- **PAGE TEXT**

Ally remains well capitalized, as reflected by Basel III Transitional Tier I capital and Tier I common ratios of 11.1% and 9.4%, respectively, as of June 30, 2018. The company estimates that the fully phased-in Basel III Tier I common ratio was 9.4% at June 30, 2018, roughly flat with the year ago period. Fitch views the company's capital position as adequate given the risk profile of its balance sheet.
On June 28, 2018, Ally received a non-objection on its capital plan from the Fed as part of the Comprehensive Capital Analysis and Review (CCAR) process. This resulted in Ally increasing its quarterly cash dividend to $0.15 per share from $0.13 per share and authorizing a share repurchase program of up to $1 billion of common stock over the four quarters ended June 30, 2019, a 32% increase from the previous authorization of $760 million. Although this level of shareholder payout relative to net income is consistent with other large banks, Fitch expects this will result in fairly stable regulatory capital ratios for the company over the near term, given expectations for modest asset growth and an improving earnings trajectory.
SUBORDINATED DEBT AND OTHER HYBRID SECURITIES
Ally's subordinated debt rating is one notch below Ally's Viability Rating (VR) of 'bb+' in accordance with Fitch's assessment of each instrument's respective non-performance and relative loss severity risk profile. The subordinated note rating includes one notch for loss severity given the subordination of these securities in the capital structure, and zero notches for non-performance given contractual limitations on interest payment deferrals and no mandatory trigger events which could adversely impact performance.
The rating assigned to the trust preferred securities, series 2 issued out of GMAC Capital Trust I is 'b+', three notches below Ally's VR. The rating reflects the subordination of the securities and Ally's option to defer coupon payments, and is in accordance with Fitch's assessment of each instrument's respective non-performance and relative loss severity risk profile.
SUPPORT RATING AND SUPPORT RATING FLOOR
Ally has a Support Rating of '5' and Support Rating Floor of 'NF'. In Fitch's view, Ally is not systemically important, and therefore the probability of sovereign support is unlikely. Ally's IDRs and VRs do not incorporate any support.
Ally's ratings could be upgraded if retail deposit growth continues on a positive trajectory that is consistent with management's medium-term target for deposits representing 70%-75% of overall funding and credit performance on its more recent loan vintages remains stable. A ratings upgrade will also be contingent upon Ally's ability to retain online deposit customers in a cost-effective manner in a rising rate environment, which will be a key consideration in evaluating the strength of its funding profile relative to traditional bank models.

- **GIVEN EXERCISE 1**
Copy the lines of the entries below verbatim, starting at the line containing "Where can the hooded" and ending at the line containing "<point>381,326</point>".

- **Recorded data**
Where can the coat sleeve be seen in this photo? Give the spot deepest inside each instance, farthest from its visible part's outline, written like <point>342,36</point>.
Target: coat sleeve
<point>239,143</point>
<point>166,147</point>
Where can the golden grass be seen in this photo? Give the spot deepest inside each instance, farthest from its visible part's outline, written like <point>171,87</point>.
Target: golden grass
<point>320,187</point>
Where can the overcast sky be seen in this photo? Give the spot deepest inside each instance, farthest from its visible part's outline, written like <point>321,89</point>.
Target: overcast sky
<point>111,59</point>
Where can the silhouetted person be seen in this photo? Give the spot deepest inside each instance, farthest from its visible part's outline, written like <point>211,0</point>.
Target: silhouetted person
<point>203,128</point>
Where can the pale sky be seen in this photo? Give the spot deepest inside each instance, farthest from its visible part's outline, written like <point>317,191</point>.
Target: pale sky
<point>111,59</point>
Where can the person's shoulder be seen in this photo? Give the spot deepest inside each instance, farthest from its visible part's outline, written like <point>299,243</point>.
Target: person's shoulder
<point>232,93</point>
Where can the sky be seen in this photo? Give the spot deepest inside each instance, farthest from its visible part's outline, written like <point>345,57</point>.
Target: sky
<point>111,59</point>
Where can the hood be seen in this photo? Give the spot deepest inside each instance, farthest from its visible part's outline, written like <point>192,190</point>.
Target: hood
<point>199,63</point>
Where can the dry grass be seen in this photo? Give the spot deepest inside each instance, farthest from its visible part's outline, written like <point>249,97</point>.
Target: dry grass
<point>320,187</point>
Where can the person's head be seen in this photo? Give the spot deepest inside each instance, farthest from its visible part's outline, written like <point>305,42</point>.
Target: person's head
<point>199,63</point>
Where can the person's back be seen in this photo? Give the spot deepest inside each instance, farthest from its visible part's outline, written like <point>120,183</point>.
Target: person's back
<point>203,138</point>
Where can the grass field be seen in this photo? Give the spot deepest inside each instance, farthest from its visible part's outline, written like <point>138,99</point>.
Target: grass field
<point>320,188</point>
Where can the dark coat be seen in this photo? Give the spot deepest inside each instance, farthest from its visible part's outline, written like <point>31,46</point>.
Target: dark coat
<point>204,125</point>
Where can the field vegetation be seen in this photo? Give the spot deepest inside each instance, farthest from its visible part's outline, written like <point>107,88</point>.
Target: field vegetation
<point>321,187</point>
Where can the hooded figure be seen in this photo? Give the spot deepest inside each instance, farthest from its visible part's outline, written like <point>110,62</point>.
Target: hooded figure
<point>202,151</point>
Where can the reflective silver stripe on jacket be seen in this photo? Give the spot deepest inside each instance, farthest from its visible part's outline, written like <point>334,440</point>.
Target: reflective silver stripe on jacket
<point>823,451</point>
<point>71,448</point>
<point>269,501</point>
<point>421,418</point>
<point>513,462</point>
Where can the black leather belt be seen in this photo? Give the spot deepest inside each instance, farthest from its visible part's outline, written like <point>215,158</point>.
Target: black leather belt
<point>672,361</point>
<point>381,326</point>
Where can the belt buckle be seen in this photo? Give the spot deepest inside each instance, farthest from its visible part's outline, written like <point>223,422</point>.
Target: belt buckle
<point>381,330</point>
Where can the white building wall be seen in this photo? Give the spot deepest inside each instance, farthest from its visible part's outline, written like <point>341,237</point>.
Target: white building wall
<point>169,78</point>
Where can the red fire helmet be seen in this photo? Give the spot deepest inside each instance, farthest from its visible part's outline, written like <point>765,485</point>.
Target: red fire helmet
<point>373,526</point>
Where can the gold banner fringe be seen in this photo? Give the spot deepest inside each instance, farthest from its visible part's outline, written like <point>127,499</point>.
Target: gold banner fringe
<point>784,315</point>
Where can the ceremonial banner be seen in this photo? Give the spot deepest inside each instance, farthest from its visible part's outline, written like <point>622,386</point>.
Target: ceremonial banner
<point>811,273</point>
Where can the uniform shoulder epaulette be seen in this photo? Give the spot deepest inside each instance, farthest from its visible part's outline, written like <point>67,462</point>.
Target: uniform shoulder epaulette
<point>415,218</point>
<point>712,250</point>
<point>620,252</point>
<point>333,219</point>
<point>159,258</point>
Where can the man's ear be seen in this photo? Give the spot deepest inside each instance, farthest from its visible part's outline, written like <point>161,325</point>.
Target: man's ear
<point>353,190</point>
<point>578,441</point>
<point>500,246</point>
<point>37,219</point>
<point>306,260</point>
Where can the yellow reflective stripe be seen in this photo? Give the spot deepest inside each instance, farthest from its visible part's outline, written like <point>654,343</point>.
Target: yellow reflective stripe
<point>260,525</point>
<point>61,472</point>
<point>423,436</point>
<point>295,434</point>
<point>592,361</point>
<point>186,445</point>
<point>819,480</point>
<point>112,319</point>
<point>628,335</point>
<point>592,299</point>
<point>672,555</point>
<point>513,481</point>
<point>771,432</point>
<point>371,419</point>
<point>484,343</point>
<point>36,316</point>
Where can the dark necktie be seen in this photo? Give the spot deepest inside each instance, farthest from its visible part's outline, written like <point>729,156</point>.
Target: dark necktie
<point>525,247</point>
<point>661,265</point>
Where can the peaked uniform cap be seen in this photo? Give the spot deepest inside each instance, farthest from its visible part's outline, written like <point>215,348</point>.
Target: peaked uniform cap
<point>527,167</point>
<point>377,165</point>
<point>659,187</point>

- **GIVEN EXERCISE 2**
Repeat word for word the part of the text on Ally's ratings starting at "SUBORDINATED DEBT AND" and ending at "adversely impact performance.".

- **FINISHED ANSWER 1**
Where can the hooded figure be seen in this photo? Give the spot deepest inside each instance, farthest from its visible part's outline, written like <point>110,62</point>.
Target: hooded figure
<point>202,151</point>
Where can the reflective silver stripe on jacket be seen in this photo? Give the spot deepest inside each instance, farthest from its visible part's outline, written like <point>334,440</point>.
Target: reflective silver stripe on jacket
<point>823,451</point>
<point>71,448</point>
<point>269,501</point>
<point>421,418</point>
<point>513,462</point>
Where can the black leather belt be seen in this photo? Give the spot deepest inside each instance, farthest from its visible part's outline, written like <point>215,158</point>.
Target: black leather belt
<point>672,361</point>
<point>381,326</point>

- **FINISHED ANSWER 2**
SUBORDINATED DEBT AND OTHER HYBRID SECURITIES
Ally's subordinated debt rating is one notch below Ally's Viability Rating (VR) of 'bb+' in accordance with Fitch's assessment of each instrument's respective non-performance and relative loss severity risk profile. The subordinated note rating includes one notch for loss severity given the subordination of these securities in the capital structure, and zero notches for non-performance given contractual limitations on interest payment deferrals and no mandatory trigger events which could adversely impact performance.